> [Stated problem a] Output the entries below verbatim, from the line containing "of the cypress" through the final line of the entries, inclusive.

> [Passage shown]
━━━━━━━━

Cantillon:You don't have to look too hard to see the parallels between the BQ examinership and the one through which Atlantic Homecare went last year.
The first, and most obvious, is that they are both in the same business, DIY, which is a branch of retailing and is consequently suffering the ill effects of what is turning into a never-ending recession.
The second doesn’t take long to become obvious either. BQ’s parent, Kingfisher, is a substantial creditor, as was Atlantic’s owner, Grafton Group.
This brings us neatly to the third: Kingfisher is willing to support BQ through the examinership and invest once the examiner, Declan MacDonald, can get a rescue plan over the line. Similarly , Grafton backed Atlantic while it went through the same process last year.
Atlantic emerged successfully from court protection and examinership, and the deal involved Grafton taking a haircut on its debt, along with a number of other creditors.
It would be dangerous to predict that BQ will also emerge from the process and that Kingfisher will have to take some sort of a hit on the €17 million it is due from its subsidiary. However, it would not be a shock if this were to happen. A rescue plan, if one gets High Court approval, is likely to involve all creditors, including the parent, taking some pain.

━━━━━━━━

Data lines
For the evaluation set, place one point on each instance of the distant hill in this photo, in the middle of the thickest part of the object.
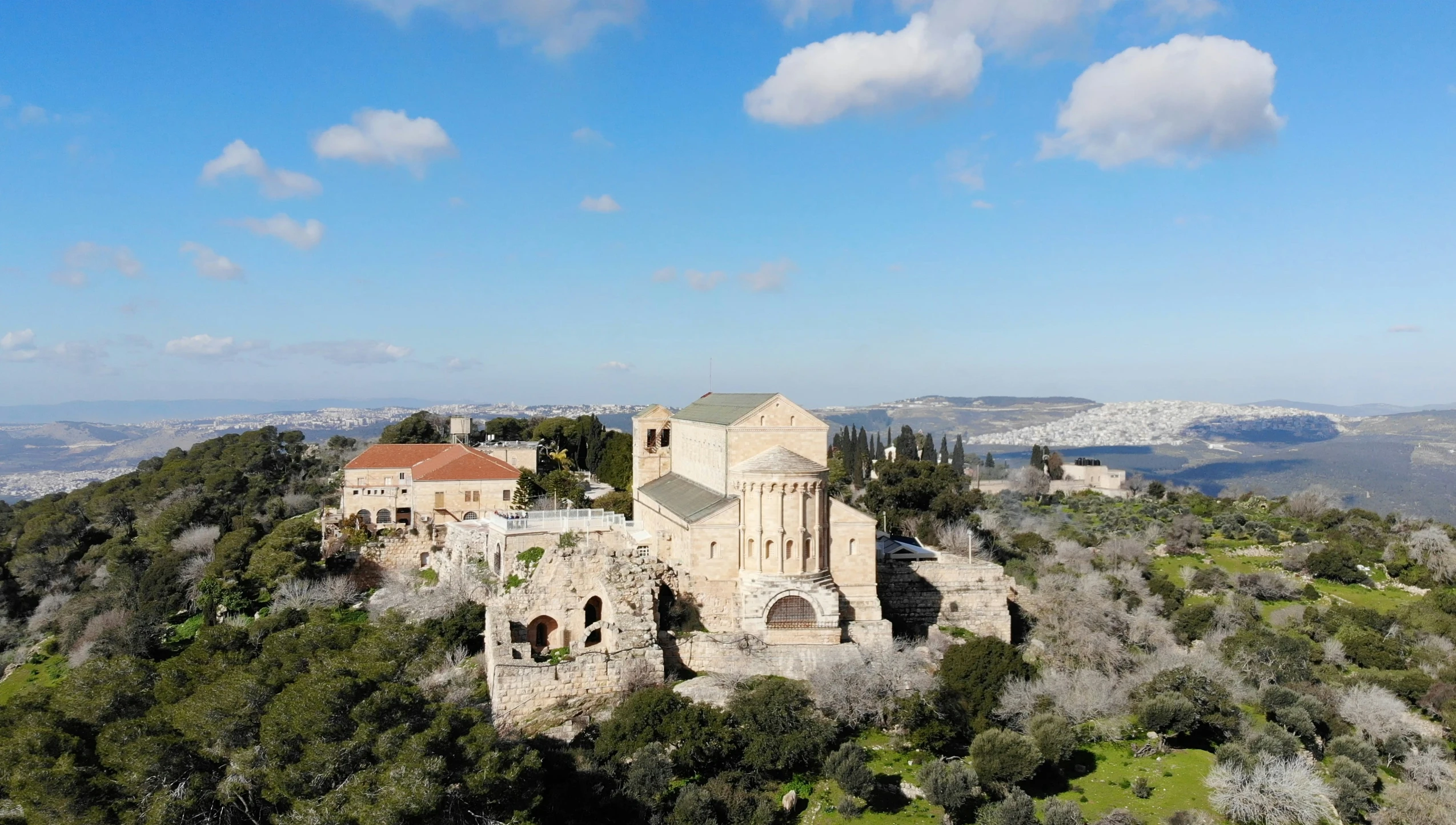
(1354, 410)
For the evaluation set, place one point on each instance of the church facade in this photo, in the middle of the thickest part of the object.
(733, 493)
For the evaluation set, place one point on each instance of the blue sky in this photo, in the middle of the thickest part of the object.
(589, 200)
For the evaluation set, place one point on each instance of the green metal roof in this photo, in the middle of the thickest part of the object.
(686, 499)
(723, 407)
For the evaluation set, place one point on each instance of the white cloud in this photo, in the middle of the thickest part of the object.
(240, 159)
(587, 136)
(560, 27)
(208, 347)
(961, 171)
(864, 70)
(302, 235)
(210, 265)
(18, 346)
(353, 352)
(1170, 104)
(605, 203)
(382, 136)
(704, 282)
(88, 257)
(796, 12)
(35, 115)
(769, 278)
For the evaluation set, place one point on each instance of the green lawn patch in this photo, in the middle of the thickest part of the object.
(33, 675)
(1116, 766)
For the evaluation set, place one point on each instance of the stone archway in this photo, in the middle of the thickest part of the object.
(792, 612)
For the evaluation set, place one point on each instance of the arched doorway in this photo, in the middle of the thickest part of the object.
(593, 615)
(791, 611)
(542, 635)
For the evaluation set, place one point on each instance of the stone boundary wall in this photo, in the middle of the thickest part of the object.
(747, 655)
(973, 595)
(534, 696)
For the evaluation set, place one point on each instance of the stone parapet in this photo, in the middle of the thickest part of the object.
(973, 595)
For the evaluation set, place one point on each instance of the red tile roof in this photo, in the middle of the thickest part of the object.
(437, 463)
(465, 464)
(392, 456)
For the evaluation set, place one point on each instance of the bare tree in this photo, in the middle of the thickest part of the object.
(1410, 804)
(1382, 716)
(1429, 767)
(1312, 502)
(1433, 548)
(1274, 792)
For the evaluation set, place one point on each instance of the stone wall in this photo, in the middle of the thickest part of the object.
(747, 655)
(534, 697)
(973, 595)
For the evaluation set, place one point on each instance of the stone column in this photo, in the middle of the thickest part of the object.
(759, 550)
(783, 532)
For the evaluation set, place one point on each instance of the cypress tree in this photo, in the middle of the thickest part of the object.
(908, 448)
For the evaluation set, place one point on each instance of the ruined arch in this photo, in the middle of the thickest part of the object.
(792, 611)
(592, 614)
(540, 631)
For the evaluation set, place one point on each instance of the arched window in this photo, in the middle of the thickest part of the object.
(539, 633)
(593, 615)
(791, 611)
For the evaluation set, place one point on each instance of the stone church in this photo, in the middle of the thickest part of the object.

━━━━━━━━

> [Stated problem b] Pick up the commentary on the BQ examinership above and continue it from its final sentence.

> [Task answer a]
For the evaluation set, place one point on each instance of the cypress tree in this photo, in the middle of the thickest part of the object.
(908, 448)
For the evaluation set, place one point on each instance of the ruined arch in this photo, in the middle of the thickest part of the object.
(792, 611)
(592, 614)
(540, 631)
For the evaluation set, place one point on each instance of the arched window in this photo, in the middle of the thickest part of the object.
(539, 633)
(593, 615)
(791, 611)
For the evaluation set, place one point on each instance of the stone church in this photo, in the middle of the thickest part of the object.

> [Task answer b]
Rent is easily the fourth parallel. Atlantic’s oversized, pre-recession leases were a millstone on its business. BQ is paying €11.6 million a year on nine stores, €5.8 million over the going rate.
Examinership is one way out of the situation. This is clearly one of the issues that BQ – and presumably Kingfisher – want to tackle in the process. The company’s lawyers highlighted the problem in the High Court, and the level of rent attracted comment from the bench.
Atlantic’s landlords took a €5 million a year reduction in their rent, but some of them got to keep their tenant. The group proposed closing five stores when it entered examinership, but ultimately shut just two. Presumably it kept the other three because landlords were suddenly willing to talk. It might be pushing it to suggest that examinership is the now ultimate bargaining chip with stubborn landlords, but you could be forgiven for thinking it. If it is, then it’s time to find some other way of tipping the balance in tenants’ favour.
Thinking the unthinkable on arrears
If the idea of yesterday’s conference on how to fix distressed property markets was to shake up thinking on these shores, it must be scored a success.
At the outset, the governor of the Central Bank, Patrick Honohan (above), gave an address in which he referred to the unprecedented level of mortgage arrears, and distress, in the State. He went on to refer to the code the bank introduced some years ago, to prevent people who were in trouble with their mortgages being treated aggressively by their banks, and the view of the Central Bank that the Irish banks are behind the curve in addressing the problem.
He was quickly followed by speakers from the US who drew attention to the apparent correlation between the rapid processing of defaulting loans and the associated rapid foreclosures, or repossessions, by US banks, in some states, and the recovery of the property markets in those states when compared with states where the foreclosure process was less prompt.
In other words, the Irish were getting it all wrong.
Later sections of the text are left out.